**Exercise details:**
Render as a numbered list the lines from the start of the items up to and including the line that contains "positive clicks: (229, 123)", leaving out blank lines and pictures.

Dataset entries
—————

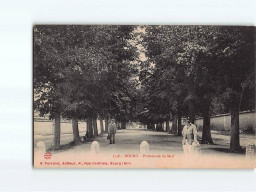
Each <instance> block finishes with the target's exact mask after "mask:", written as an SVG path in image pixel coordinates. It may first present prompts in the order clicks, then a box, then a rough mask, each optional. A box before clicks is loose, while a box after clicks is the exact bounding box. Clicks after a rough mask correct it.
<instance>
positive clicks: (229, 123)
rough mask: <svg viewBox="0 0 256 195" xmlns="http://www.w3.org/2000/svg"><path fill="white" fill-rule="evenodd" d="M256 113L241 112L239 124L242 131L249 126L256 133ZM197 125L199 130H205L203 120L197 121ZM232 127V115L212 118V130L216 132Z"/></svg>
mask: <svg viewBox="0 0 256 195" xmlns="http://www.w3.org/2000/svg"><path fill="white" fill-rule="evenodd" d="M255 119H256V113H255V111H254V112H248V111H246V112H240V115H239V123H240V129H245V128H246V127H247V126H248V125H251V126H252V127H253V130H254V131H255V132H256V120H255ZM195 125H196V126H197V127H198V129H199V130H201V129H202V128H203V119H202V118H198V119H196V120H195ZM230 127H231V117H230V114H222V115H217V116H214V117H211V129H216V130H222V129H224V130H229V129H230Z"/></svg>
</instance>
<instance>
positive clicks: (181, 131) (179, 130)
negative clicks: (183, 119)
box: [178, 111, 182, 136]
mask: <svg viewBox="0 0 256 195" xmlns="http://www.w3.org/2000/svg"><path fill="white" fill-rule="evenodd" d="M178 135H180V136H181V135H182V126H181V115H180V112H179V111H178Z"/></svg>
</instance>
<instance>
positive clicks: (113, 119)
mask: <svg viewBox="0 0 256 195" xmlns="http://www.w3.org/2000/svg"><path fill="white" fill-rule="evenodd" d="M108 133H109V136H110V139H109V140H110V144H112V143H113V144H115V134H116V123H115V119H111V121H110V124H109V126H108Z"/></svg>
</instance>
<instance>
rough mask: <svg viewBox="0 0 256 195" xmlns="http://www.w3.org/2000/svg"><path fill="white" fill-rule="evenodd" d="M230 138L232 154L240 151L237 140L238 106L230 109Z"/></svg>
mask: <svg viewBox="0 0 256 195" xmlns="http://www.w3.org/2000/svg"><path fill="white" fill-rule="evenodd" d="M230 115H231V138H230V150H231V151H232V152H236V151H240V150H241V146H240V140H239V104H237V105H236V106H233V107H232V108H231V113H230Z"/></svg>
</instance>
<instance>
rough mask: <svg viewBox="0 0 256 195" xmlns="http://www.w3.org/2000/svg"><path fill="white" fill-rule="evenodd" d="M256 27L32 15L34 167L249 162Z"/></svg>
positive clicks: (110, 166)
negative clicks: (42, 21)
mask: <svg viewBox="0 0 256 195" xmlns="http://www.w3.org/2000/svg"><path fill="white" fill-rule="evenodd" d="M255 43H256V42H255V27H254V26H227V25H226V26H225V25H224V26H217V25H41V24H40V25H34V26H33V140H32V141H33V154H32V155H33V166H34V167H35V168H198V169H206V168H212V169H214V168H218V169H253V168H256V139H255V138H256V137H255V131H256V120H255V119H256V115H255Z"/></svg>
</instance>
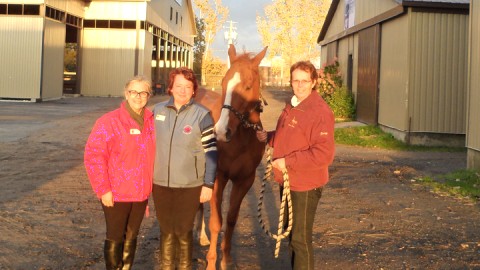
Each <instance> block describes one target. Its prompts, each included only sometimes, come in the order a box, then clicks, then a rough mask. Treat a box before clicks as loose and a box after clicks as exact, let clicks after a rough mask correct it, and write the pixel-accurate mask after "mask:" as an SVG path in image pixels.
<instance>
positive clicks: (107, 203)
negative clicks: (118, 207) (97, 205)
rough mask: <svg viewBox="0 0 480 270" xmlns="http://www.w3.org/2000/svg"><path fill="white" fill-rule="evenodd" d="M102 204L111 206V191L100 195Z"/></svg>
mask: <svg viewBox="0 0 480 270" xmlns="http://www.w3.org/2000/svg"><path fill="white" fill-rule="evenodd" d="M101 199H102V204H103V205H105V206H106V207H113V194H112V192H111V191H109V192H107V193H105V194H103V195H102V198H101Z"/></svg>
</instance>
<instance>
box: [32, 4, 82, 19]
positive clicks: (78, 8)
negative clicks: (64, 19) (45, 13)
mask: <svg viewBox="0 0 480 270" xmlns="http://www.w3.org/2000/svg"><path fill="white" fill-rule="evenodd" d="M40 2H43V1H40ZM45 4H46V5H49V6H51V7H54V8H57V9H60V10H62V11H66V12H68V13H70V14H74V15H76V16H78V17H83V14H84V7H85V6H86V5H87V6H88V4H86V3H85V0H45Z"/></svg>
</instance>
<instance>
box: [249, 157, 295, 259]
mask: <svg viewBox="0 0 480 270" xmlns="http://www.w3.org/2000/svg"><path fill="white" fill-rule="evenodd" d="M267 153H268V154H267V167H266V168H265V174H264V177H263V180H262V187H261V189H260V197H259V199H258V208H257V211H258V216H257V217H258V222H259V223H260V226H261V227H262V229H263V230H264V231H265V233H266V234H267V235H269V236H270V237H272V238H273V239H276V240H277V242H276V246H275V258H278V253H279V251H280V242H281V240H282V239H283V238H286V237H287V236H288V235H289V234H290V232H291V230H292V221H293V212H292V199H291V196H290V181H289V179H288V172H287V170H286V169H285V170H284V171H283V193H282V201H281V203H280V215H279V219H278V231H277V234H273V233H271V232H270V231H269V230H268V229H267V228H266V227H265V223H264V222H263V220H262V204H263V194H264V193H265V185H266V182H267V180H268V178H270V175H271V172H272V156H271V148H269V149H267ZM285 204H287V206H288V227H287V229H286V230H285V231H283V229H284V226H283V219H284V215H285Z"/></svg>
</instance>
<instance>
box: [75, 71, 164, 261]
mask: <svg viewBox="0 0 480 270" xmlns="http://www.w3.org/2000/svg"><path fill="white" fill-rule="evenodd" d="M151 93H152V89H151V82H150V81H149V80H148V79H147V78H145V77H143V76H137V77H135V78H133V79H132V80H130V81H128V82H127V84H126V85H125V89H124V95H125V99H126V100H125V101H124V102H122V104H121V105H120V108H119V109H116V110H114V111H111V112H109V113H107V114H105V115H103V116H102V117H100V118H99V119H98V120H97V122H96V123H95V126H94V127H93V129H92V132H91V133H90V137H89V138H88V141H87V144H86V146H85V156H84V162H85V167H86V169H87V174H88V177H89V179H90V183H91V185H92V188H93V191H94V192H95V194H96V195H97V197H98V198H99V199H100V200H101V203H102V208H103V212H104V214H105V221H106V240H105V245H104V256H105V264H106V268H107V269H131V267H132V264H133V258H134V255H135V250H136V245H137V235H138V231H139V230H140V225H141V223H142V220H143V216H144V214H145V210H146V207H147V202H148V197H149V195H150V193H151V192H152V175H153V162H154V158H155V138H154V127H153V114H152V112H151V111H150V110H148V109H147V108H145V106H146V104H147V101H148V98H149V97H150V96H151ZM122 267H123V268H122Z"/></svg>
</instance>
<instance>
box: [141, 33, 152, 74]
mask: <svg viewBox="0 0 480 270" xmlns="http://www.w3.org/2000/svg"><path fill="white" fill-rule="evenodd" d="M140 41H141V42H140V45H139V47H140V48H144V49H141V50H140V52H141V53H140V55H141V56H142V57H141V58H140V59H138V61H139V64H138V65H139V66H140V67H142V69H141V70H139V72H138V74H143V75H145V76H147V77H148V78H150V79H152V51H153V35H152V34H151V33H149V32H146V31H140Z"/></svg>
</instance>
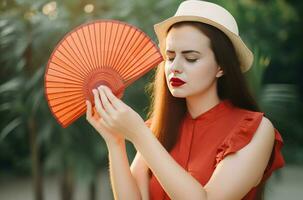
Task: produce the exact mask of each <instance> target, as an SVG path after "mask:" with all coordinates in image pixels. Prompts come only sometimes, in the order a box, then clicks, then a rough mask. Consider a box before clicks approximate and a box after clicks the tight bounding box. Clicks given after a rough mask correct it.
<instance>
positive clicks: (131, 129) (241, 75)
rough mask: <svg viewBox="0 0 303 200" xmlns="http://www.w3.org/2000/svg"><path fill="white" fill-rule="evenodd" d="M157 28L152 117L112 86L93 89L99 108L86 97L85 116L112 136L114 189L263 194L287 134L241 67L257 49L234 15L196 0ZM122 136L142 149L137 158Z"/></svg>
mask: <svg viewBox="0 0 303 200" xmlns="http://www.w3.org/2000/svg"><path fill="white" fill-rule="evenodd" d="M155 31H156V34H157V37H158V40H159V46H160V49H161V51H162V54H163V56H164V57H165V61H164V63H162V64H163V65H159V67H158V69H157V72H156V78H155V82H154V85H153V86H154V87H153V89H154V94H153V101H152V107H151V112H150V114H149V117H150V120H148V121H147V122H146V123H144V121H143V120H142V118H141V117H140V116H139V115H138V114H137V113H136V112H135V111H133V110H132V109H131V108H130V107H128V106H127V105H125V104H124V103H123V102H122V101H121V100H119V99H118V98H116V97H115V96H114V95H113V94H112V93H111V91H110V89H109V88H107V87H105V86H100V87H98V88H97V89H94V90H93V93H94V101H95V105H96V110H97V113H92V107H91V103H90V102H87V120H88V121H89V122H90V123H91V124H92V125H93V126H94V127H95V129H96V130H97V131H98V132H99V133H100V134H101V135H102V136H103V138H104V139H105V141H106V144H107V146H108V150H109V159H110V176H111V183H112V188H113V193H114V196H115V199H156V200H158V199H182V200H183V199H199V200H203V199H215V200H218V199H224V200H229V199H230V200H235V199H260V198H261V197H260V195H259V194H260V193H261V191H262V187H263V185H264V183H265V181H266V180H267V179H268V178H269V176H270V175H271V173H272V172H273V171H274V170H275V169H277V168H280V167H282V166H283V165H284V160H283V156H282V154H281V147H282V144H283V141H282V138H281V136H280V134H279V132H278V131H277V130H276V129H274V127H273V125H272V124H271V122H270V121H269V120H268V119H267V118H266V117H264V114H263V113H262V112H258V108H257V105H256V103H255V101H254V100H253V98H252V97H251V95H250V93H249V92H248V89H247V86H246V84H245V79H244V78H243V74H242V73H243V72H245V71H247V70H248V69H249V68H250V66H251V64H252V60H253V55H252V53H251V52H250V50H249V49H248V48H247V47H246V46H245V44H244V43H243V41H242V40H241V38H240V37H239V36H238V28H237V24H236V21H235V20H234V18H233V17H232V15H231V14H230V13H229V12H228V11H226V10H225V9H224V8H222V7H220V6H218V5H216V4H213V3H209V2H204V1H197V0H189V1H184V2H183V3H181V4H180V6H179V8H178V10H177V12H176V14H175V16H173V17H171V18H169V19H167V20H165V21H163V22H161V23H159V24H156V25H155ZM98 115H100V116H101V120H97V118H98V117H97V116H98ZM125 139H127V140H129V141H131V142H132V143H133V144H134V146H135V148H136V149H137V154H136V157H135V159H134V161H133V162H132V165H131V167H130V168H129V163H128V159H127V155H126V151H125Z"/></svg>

—————

**Final answer:**
1. Each <instance> block finishes with the target's exact mask after "mask:", written as an SVG path in image pixel coordinates. It may first present prompts in the order clicks, then a box, then a rough mask, each optional. A box before clicks is loose, while a box after clicks is the exact bounding box. Clicks after a rough mask correct it.
2. <instance>
3. positive clicks: (229, 123)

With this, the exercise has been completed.